Problem: Every line from the one with "the long brown" to the end of the data needs to be copied exactly, and no line before it.
★ ★ ★ ★
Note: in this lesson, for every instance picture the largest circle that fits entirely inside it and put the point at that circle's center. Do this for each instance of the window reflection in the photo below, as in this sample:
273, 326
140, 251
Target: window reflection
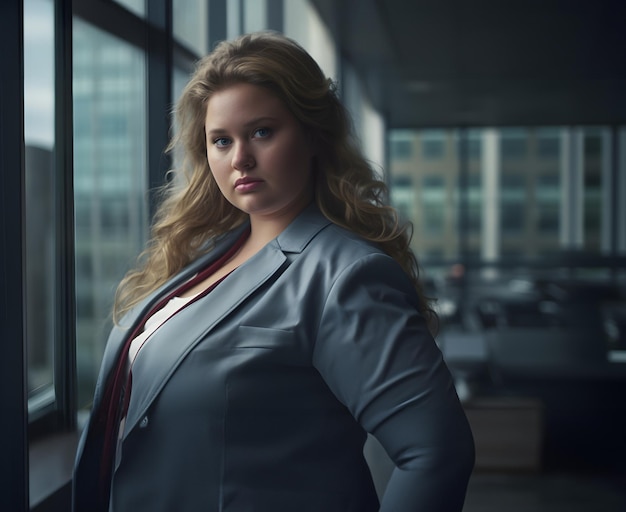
190, 24
523, 189
40, 204
137, 7
109, 182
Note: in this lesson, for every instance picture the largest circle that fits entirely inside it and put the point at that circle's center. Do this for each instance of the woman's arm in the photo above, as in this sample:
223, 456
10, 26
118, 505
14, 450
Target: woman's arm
376, 354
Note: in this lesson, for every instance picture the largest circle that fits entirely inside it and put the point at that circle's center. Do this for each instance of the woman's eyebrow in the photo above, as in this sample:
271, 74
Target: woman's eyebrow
247, 124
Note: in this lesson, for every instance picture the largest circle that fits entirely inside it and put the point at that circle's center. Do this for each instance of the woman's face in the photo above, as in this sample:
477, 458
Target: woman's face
258, 152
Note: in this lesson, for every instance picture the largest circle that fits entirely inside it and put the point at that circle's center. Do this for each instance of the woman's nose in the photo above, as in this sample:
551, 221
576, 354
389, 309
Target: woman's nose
242, 157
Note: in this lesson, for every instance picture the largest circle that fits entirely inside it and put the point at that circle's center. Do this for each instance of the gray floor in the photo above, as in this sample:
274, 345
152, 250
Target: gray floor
493, 492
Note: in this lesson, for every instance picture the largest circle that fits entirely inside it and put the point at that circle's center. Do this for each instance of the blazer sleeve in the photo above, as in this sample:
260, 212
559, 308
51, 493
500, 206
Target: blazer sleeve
376, 354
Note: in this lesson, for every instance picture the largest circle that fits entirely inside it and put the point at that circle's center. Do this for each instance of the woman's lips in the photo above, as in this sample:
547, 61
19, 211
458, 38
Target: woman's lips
247, 184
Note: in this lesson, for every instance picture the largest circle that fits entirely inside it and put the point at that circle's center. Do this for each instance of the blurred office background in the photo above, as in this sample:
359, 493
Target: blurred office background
500, 128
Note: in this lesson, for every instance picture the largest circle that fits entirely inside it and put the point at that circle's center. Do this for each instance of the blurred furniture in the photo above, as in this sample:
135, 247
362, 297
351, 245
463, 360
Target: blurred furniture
508, 432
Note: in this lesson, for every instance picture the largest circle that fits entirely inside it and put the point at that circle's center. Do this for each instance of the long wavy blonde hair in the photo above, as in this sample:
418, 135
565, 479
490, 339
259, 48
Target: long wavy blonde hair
192, 210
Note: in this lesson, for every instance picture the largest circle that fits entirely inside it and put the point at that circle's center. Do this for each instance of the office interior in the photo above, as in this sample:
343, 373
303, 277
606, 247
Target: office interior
500, 129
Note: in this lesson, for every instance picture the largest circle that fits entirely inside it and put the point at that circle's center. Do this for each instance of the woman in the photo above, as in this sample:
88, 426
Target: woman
275, 318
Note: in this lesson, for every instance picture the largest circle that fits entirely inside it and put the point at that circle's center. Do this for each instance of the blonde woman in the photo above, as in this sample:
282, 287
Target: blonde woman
274, 319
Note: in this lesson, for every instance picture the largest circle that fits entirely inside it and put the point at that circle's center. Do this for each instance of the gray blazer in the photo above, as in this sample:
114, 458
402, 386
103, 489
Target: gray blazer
258, 397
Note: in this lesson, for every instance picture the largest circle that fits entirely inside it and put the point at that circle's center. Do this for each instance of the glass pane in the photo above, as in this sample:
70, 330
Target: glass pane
424, 181
40, 201
594, 186
109, 182
135, 6
529, 192
191, 24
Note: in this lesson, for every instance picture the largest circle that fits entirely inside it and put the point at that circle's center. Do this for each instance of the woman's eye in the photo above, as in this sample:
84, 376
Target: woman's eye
221, 142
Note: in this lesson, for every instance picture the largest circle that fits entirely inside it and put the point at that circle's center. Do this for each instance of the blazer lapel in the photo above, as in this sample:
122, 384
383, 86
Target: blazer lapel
136, 315
178, 336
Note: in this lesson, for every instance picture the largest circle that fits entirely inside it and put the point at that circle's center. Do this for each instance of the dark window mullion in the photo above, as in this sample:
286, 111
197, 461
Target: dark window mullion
159, 83
13, 438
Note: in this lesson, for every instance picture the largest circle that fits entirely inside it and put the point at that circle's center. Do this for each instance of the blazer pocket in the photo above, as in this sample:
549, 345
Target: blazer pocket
280, 342
251, 336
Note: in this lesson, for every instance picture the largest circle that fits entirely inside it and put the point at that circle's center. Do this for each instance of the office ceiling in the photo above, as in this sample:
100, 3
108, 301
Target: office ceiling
431, 63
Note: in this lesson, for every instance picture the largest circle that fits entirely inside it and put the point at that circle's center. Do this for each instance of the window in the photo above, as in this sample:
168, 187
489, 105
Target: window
137, 7
110, 182
433, 144
190, 24
40, 201
513, 144
548, 143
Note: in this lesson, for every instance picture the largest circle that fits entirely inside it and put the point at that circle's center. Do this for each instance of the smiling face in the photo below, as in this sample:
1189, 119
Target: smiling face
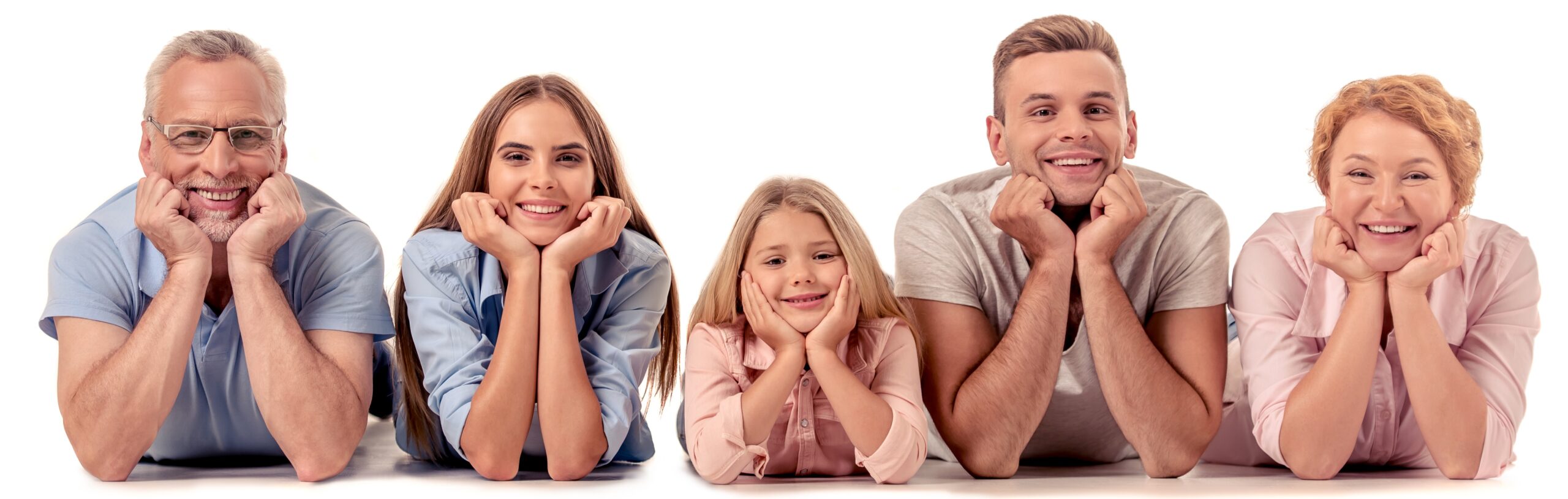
797, 262
1388, 189
1063, 121
219, 181
541, 170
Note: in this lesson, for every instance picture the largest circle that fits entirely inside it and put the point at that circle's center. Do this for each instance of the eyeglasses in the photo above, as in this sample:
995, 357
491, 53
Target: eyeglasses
195, 139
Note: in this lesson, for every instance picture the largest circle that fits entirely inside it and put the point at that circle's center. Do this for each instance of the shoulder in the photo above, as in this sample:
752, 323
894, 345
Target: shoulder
432, 250
637, 251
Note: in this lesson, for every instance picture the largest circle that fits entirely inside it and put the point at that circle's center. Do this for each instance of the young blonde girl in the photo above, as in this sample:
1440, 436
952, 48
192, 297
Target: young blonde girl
800, 360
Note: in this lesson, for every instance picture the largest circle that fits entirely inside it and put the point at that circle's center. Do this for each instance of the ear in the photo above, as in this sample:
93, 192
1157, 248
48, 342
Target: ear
283, 151
996, 140
145, 151
1133, 134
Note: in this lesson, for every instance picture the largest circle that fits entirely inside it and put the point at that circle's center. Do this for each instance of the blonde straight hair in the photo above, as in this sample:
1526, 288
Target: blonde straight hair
469, 176
720, 299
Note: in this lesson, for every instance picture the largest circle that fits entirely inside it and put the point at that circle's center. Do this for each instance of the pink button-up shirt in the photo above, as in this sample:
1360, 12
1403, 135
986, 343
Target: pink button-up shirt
1286, 308
807, 440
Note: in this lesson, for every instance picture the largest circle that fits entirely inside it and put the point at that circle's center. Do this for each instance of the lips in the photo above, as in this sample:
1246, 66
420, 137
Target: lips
541, 209
805, 300
217, 200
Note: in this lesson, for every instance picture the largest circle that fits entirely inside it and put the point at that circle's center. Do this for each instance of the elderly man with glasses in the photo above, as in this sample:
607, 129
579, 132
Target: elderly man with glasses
219, 308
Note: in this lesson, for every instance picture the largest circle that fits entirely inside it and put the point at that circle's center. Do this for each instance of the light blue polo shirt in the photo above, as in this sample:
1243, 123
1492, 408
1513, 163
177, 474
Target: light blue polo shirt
330, 272
455, 299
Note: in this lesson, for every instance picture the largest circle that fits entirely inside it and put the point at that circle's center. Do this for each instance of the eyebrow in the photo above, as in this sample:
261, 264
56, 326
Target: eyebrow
1093, 94
810, 245
1357, 156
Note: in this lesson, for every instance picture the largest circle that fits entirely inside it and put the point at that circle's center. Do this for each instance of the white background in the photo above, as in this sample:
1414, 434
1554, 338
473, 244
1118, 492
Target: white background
706, 101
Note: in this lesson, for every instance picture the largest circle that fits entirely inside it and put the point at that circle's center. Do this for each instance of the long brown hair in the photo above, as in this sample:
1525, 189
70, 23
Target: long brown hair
720, 299
469, 176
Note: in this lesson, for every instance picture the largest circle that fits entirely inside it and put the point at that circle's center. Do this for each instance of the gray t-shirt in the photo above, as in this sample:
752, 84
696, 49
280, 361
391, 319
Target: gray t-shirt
1177, 258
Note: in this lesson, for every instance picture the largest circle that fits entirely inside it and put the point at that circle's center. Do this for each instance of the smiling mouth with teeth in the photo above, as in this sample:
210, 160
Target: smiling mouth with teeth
★ ★ ★ ★
Written response:
Note: in this lesson, for every instance picture the largest circle that fits entirely inside it and put the point at that circle's center. Do this for each instance of the long brown hair in the photo above, as in this sample:
1525, 189
70, 23
Target: long brown hair
720, 299
469, 176
Note: in this lesson, for every instance picture the largest circle that fits entirely inside it and put the point at that circle's center. Do this for each instance of the gray t-shirt in the photo above, as in this sample:
752, 84
696, 49
280, 361
391, 319
Target: gray t-shirt
1177, 258
Note: in this lesson, for every instance picture the largest circle that fits entirely inside it and put the point at that circle's center. Do this for each instance of the smiling mouth with teeth in the photo above, as in this sample:
210, 160
Target: smiling mouth with teeth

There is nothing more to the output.